● EXERCISE PROMPT:
Go through the listing below and output exactly the line with "Pin the shoreline, one", the line with "Pin the rock, one", and each line between; omit the rest.

● GIVEN ENTRIES:
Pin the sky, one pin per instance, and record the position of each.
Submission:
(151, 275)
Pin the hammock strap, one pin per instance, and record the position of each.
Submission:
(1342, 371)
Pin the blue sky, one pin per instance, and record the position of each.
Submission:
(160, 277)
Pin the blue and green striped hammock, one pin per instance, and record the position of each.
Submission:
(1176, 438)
==
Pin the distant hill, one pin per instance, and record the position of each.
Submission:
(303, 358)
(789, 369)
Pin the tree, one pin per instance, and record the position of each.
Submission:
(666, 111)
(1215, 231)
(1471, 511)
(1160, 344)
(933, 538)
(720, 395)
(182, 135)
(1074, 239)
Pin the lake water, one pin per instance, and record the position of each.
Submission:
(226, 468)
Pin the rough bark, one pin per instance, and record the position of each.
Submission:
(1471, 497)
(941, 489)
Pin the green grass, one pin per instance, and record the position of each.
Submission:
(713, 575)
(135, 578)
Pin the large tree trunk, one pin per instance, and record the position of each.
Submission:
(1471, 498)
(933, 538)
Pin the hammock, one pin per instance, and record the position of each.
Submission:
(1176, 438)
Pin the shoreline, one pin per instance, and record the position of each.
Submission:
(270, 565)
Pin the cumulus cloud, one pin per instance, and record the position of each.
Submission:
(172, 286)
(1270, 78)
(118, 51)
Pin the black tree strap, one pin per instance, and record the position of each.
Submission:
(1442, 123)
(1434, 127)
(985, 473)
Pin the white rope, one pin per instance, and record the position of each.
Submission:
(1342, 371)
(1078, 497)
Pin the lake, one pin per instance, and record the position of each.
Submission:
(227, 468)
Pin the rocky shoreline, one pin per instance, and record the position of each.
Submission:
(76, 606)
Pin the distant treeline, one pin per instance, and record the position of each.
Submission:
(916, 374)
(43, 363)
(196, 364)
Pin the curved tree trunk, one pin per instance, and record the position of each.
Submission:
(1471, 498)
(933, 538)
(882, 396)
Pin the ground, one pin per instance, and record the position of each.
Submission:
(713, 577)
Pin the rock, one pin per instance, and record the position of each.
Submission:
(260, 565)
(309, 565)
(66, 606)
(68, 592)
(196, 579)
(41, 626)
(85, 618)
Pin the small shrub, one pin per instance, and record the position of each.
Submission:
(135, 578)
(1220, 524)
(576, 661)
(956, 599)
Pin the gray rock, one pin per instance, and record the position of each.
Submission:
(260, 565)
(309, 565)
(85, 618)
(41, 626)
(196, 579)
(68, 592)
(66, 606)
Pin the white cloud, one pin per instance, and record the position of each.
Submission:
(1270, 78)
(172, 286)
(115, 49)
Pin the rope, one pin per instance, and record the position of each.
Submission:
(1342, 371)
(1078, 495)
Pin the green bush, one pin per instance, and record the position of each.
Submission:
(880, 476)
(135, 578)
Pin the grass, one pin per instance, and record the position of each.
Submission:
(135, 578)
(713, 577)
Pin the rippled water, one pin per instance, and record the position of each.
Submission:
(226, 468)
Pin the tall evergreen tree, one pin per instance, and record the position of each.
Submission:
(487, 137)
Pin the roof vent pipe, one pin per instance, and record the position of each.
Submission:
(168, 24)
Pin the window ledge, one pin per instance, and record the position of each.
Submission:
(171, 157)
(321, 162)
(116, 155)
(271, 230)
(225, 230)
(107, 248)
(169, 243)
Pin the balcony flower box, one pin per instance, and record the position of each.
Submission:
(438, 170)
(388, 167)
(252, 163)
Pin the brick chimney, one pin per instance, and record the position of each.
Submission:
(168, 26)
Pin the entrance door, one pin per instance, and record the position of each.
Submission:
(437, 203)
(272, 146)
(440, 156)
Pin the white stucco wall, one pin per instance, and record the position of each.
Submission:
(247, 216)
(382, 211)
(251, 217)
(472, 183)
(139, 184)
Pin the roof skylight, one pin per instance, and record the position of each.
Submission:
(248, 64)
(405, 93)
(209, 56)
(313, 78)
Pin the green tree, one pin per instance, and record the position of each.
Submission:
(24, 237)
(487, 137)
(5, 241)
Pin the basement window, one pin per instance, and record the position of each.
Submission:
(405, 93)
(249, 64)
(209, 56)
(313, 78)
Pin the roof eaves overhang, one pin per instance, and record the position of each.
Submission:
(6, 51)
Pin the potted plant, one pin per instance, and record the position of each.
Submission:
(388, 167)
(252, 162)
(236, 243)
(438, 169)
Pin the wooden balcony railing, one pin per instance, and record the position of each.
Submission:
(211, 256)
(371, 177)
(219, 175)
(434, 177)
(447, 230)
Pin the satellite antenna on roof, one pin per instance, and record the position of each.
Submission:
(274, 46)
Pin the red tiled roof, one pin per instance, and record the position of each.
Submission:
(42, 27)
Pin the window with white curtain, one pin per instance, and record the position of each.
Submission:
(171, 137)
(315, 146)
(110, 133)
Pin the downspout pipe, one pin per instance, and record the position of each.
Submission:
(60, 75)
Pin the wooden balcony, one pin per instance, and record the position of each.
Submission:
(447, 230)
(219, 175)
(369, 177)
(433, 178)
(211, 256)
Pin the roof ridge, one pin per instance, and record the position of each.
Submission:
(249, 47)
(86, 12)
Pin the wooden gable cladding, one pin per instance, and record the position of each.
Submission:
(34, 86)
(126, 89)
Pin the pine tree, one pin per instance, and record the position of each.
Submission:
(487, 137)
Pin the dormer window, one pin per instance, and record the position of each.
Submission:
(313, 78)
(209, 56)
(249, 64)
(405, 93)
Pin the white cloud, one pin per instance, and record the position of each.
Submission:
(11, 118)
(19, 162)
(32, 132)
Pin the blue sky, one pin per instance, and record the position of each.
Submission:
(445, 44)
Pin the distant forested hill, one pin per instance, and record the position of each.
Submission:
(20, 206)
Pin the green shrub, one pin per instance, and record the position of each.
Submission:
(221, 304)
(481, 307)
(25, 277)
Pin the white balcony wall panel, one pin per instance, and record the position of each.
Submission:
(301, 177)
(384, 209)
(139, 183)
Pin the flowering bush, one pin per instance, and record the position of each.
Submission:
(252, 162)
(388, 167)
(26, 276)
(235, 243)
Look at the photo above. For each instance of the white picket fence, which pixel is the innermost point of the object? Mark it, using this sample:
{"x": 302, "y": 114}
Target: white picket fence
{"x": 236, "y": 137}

● RESULT OF THIS EXERCISE:
Pin the shoreline, one pin per instance, and record the position of each.
Submission:
(270, 565)
Pin the cumulus cloud, one pin per instance, and record the position of each.
Submission:
(172, 286)
(1270, 78)
(118, 51)
Pin the black tree strap, one pin per instance, and record the position of each.
Submission:
(1442, 123)
(1434, 127)
(985, 473)
Pin the white rope, one pin per instance, and record the position of each.
Submission:
(1342, 371)
(1078, 497)
Pin the lake, one pin per instance, and record the position of each.
Submission:
(227, 468)
Pin the rocky shoreline, one pin per instance, and record the position of each.
Submission:
(76, 606)
Pin the distant treeline, one pin per instance, and record the position of each.
Submission:
(916, 374)
(43, 363)
(196, 364)
Pin the curved tree trunk, one pin per instance, and record the position of each.
Submission:
(1471, 498)
(933, 538)
(882, 396)
Pin the ground, one pin per instance, and record the position of each.
Submission:
(713, 577)
Pin the rock, one pin per instance, and record the position of each.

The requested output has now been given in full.